→ **Selection**
Pursuant to Ind. Appellate Rule 65(D), this Memorandum Decision shall not be regarded as precedent or cited before any court except for the purpose of establishing the defense of res judicata, collateral estoppel, or the law of the case.

MEMORANDUM DECISION

MAY, Judge.

[1] O'Neal Flat Rolled Metals LLC ("O'Neal") appeals the dismissal of its Amended Complaint against Major Tool and Machine, Inc. ("Major Tool"), Tishman Construction Corporation ("Tishman"), Permasteelisa North America Corp. ("Permasteelisa"), The Port Authority of New York and New Jersey ("The Port Authority"), and One World Trade Center ("One WTC"). As the bankruptcy court has exclusive jurisdiction over the property O'Neal alleges the defendants converted, we affirm.

Labeled-object pointing entries
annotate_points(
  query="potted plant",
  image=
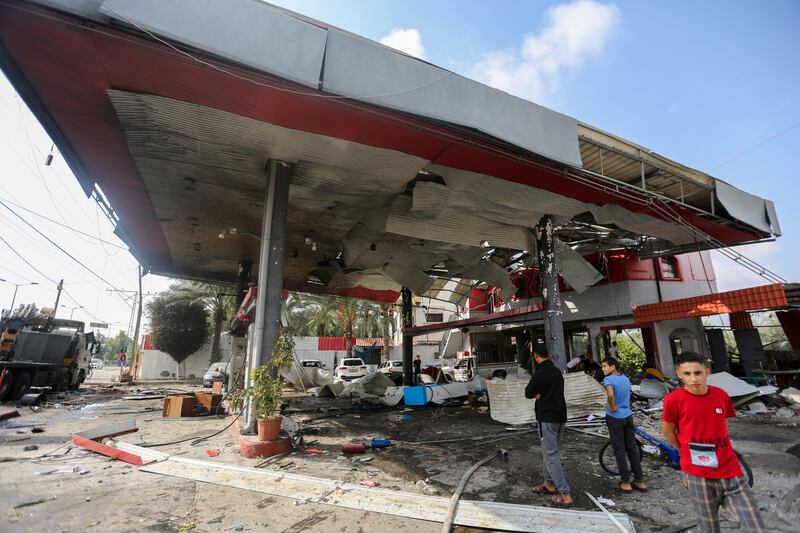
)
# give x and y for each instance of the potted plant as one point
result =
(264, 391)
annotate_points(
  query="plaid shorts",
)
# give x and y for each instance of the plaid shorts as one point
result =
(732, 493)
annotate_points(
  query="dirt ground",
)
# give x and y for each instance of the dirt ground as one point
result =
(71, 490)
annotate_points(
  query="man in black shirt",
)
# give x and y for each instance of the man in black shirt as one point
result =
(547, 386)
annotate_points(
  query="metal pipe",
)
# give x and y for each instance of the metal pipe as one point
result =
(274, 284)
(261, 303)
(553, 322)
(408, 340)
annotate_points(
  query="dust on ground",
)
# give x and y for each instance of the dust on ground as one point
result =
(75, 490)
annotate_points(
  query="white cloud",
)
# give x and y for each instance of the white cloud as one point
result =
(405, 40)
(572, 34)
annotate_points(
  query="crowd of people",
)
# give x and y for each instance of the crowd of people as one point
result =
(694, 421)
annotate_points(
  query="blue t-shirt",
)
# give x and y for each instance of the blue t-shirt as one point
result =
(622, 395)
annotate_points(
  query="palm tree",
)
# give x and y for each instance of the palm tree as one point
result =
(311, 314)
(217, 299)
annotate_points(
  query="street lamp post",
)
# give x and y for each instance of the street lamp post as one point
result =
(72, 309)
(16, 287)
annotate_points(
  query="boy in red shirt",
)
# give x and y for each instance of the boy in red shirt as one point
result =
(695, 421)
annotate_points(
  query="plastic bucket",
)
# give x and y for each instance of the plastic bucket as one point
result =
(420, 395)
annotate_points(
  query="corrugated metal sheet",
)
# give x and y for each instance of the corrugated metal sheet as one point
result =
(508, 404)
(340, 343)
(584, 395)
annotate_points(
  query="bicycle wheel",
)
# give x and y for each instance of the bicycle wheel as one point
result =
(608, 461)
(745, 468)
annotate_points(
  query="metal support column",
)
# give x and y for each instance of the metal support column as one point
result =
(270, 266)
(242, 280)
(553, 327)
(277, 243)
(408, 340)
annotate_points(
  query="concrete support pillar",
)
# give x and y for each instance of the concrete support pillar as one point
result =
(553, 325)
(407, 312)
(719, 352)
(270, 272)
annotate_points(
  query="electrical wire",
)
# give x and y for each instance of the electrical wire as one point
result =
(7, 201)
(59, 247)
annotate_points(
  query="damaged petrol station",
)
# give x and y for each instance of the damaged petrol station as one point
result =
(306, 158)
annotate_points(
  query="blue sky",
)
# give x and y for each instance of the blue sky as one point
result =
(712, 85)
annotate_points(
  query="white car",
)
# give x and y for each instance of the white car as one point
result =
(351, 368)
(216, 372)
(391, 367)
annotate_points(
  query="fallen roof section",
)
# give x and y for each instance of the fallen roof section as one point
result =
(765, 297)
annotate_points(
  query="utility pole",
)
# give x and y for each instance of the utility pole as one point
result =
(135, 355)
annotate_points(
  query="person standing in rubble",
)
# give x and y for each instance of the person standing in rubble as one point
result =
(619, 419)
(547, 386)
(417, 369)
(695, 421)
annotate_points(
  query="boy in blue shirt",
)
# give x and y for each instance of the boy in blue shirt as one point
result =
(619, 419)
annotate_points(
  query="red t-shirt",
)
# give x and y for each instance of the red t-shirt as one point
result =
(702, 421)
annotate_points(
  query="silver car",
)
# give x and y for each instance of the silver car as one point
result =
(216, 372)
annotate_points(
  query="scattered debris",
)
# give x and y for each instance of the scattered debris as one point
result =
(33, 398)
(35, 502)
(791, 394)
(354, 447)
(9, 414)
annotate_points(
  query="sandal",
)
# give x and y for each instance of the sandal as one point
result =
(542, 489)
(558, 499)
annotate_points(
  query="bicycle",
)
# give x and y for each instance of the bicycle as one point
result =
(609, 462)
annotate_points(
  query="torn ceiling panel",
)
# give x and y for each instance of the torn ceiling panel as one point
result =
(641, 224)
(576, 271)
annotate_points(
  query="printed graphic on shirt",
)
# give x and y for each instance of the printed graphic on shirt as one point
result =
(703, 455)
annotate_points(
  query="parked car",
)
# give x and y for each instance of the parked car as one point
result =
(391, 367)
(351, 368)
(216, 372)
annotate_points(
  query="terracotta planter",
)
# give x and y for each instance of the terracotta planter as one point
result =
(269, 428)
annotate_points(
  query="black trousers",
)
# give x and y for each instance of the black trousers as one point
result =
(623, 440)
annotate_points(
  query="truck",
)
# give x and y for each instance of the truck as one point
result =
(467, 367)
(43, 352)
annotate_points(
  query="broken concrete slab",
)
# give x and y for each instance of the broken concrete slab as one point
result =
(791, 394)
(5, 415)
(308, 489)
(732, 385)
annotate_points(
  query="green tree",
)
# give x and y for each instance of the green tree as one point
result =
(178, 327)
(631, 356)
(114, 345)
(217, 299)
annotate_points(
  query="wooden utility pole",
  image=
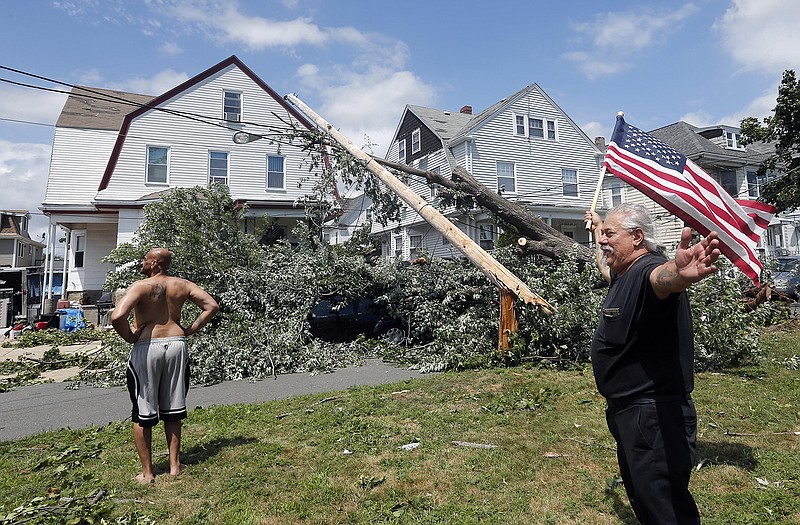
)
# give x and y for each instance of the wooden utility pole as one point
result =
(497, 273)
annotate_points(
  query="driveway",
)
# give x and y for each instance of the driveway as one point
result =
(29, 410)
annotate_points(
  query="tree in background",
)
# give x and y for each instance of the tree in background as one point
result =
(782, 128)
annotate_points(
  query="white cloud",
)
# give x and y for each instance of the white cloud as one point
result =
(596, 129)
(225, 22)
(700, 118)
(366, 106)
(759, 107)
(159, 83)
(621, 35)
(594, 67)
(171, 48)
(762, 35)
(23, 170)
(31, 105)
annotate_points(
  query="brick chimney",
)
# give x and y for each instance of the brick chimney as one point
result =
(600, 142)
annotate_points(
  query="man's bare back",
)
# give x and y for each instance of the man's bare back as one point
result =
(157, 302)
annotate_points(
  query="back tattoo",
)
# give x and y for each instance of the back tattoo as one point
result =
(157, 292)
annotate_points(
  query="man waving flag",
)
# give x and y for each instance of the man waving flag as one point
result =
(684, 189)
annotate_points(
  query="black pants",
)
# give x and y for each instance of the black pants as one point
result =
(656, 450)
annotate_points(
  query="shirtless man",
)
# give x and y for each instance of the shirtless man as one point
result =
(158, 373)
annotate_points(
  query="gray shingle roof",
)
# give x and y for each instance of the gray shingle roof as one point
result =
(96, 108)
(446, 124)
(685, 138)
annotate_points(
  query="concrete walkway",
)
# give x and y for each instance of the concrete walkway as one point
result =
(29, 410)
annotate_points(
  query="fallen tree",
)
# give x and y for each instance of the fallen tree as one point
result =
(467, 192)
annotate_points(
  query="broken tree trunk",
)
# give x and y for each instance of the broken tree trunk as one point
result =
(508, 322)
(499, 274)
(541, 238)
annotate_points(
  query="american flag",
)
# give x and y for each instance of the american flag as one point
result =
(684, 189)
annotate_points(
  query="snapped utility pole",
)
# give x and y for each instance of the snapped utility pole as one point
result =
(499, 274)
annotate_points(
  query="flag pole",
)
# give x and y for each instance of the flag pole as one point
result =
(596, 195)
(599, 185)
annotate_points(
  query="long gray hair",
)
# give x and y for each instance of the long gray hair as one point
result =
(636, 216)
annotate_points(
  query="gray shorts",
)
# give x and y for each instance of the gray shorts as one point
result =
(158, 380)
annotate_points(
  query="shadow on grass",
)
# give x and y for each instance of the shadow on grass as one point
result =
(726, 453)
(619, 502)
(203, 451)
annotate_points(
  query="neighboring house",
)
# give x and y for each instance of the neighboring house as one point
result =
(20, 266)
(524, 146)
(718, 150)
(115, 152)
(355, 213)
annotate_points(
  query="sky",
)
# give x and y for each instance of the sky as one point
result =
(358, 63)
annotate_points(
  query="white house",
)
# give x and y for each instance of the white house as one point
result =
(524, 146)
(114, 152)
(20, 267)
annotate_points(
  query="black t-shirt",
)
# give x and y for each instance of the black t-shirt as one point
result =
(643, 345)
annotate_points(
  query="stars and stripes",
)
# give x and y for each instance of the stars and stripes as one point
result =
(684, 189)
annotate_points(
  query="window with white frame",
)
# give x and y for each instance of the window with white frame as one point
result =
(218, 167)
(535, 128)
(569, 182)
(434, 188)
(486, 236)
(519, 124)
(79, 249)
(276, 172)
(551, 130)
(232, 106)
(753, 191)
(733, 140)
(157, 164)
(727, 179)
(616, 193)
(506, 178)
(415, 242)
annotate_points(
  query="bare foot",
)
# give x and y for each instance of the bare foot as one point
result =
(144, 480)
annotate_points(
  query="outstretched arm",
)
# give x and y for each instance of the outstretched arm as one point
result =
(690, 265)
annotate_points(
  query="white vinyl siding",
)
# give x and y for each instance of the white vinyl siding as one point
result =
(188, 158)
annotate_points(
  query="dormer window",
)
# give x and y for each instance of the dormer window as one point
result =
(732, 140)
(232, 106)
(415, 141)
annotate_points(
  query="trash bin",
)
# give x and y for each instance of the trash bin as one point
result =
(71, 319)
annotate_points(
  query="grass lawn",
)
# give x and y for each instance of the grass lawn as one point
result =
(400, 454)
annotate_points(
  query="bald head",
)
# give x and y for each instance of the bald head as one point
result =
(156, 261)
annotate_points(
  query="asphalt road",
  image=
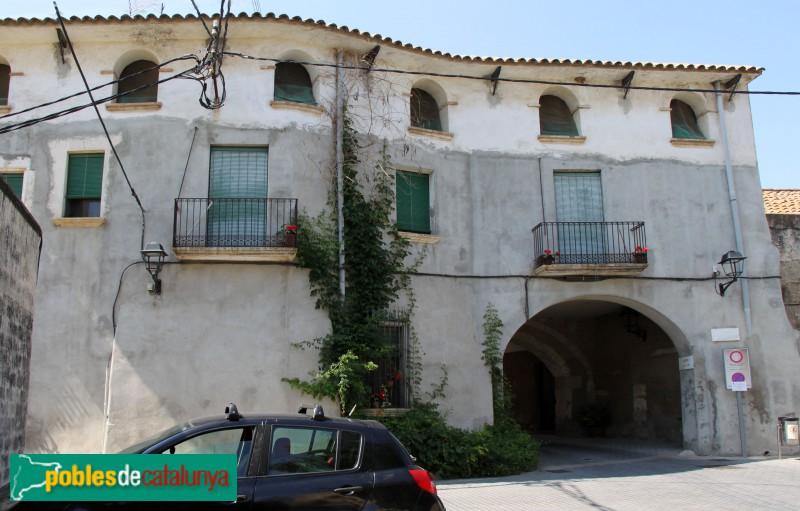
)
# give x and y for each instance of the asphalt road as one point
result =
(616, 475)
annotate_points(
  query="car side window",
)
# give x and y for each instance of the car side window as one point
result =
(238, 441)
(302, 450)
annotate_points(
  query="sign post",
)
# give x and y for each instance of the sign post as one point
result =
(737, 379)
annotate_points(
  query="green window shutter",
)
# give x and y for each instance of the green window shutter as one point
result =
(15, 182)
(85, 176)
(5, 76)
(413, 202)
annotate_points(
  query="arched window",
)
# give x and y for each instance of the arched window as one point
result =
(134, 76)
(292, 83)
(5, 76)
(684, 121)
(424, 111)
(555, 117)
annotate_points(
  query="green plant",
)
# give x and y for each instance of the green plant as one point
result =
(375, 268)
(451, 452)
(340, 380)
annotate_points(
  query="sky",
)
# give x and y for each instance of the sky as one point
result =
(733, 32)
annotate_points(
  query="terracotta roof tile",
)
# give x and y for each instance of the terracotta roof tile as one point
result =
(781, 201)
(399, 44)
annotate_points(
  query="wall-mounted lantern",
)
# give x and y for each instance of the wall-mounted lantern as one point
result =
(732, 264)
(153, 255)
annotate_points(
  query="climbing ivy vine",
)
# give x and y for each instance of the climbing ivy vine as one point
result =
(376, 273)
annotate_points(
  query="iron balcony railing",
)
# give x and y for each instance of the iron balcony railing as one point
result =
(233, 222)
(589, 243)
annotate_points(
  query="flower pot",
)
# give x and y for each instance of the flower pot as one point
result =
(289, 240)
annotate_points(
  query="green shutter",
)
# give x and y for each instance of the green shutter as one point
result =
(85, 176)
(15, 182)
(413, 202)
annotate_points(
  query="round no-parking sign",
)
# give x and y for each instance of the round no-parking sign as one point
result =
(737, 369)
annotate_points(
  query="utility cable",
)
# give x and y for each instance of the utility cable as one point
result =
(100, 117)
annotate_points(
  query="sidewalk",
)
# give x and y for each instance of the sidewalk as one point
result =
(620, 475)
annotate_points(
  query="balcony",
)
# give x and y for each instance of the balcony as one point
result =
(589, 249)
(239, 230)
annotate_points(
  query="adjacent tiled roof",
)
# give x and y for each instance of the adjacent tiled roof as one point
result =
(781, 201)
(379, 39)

→ **Given exercise 1**
Output the part of the memorandum decision from "MAY, Judge." to "converted, we affirm.", copied word for word.
→ **Given exercise 2**
Pull out each line of the records that contains the word "shirtless".
These records bear no relation to the memorandum decision.

→ **Finished answer 1**
MAY, Judge.

[1] O'Neal Flat Rolled Metals LLC ("O'Neal") appeals the dismissal of its Amended Complaint against Major Tool and Machine, Inc. ("Major Tool"), Tishman Construction Corporation ("Tishman"), Permasteelisa North America Corp. ("Permasteelisa"), The Port Authority of New York and New Jersey ("The Port Authority"), and One World Trade Center ("One WTC"). As the bankruptcy court has exclusive jurisdiction over the property O'Neal alleges the defendants converted, we affirm.

→ **Finished answer 2**
  query="shirtless man",
# give x and y for each instance of the shirtless man as one point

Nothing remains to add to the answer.